--- START ---
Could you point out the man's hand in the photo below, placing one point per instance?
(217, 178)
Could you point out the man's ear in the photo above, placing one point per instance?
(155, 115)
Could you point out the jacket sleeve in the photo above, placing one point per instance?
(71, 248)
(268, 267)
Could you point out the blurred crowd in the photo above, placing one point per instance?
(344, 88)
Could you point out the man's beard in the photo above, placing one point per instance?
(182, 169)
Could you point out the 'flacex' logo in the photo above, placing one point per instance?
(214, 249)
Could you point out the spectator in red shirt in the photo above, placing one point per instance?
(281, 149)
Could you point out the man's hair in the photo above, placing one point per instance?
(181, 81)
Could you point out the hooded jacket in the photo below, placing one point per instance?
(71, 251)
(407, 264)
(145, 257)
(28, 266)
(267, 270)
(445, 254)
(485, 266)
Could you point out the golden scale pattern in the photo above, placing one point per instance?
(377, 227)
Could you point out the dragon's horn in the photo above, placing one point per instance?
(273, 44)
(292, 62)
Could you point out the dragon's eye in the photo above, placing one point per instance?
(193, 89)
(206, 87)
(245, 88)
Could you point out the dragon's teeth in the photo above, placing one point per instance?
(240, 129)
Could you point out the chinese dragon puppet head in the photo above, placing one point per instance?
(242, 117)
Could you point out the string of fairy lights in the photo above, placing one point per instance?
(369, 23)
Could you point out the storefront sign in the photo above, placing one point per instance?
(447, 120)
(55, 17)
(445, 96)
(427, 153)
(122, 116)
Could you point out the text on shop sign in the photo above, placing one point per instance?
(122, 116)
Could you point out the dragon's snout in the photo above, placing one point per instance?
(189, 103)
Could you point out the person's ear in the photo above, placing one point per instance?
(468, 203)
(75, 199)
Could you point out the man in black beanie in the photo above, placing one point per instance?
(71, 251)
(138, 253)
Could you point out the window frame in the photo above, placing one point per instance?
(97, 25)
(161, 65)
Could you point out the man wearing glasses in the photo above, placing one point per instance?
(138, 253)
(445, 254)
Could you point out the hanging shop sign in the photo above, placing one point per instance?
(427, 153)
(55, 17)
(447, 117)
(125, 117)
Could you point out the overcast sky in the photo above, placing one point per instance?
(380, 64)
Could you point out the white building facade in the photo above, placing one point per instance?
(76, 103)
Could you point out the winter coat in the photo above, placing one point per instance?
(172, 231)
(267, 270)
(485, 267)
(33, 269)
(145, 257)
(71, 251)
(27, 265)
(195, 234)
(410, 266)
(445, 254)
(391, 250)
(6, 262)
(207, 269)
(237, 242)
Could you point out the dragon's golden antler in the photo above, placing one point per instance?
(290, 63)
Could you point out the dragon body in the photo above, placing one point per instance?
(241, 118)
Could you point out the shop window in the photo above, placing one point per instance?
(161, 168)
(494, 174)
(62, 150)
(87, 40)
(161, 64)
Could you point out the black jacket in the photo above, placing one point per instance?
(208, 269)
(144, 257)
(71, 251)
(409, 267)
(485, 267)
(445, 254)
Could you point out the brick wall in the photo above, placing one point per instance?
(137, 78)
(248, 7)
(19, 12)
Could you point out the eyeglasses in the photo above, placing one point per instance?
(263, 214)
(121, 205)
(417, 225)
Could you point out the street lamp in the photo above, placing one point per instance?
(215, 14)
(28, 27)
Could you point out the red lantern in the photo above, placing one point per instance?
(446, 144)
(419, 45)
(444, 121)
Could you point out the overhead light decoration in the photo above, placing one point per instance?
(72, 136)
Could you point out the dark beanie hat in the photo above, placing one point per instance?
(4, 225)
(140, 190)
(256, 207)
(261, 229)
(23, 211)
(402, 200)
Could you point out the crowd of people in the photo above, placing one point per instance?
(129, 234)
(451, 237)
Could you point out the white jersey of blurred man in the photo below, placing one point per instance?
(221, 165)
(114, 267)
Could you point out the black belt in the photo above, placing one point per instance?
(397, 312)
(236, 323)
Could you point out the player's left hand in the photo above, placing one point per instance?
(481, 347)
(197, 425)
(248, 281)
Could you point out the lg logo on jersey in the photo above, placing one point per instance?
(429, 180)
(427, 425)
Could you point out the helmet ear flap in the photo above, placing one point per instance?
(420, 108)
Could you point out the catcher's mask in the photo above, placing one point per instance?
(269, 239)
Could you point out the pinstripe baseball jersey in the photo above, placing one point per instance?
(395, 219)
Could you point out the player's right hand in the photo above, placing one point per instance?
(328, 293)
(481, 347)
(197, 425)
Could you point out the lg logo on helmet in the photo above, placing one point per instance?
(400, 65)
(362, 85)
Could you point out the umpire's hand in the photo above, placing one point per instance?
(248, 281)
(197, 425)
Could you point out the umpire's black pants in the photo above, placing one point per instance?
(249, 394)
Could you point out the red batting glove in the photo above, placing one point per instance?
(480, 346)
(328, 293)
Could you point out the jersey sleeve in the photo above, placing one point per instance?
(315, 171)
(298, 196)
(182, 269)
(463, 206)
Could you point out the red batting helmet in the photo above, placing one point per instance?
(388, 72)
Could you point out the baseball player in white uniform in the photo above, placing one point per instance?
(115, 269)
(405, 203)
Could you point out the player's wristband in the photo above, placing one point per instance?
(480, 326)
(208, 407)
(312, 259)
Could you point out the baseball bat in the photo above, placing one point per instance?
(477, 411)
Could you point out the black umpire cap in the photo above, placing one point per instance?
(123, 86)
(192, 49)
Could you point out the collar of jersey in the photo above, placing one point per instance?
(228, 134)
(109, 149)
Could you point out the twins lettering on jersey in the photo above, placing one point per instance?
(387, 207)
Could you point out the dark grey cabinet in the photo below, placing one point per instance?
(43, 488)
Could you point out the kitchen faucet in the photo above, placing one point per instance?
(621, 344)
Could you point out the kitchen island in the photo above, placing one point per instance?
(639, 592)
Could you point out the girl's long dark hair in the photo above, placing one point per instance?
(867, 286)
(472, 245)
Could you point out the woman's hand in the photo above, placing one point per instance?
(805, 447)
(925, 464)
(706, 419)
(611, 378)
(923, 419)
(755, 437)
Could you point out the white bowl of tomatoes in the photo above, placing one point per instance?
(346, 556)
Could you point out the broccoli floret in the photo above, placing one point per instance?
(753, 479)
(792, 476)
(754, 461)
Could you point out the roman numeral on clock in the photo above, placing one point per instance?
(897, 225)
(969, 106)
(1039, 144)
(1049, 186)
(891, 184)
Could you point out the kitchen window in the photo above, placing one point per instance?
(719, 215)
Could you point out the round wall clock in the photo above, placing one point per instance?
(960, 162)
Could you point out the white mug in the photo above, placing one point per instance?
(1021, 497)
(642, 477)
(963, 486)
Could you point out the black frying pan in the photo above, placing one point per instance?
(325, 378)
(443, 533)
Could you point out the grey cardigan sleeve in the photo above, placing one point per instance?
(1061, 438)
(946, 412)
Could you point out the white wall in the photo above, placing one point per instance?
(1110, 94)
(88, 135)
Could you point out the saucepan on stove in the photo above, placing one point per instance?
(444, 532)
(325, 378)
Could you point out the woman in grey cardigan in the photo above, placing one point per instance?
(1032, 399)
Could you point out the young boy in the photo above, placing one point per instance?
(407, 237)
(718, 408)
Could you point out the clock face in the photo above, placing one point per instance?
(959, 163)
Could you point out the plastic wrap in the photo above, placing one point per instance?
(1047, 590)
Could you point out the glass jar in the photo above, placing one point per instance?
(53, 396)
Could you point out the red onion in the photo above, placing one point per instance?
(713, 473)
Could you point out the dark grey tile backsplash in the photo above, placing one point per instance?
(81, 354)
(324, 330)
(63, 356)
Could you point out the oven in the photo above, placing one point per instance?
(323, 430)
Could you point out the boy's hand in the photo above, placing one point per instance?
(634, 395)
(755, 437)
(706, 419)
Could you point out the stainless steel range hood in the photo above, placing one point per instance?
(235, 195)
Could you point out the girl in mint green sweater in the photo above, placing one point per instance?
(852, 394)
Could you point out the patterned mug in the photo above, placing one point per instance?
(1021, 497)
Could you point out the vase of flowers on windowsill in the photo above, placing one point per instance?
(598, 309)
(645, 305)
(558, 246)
--- END ---
Each line from the one holding "Could you point out the stainless" down to the end of the records above is to be repeated exactly; no other line belongs in the reply.

Output —
Could you point out the stainless steel range hood in the photo above, placing one point per instance?
(235, 195)
Could you point out the girl in mint green sweater in the photo above, placing one point per instance?
(852, 394)
Could you point out the patterned mug in the photo above, placing one point per instance?
(1021, 497)
Could you point out the vase of flowers on windowsill in the photo above, placing one point per instance?
(598, 309)
(645, 305)
(558, 246)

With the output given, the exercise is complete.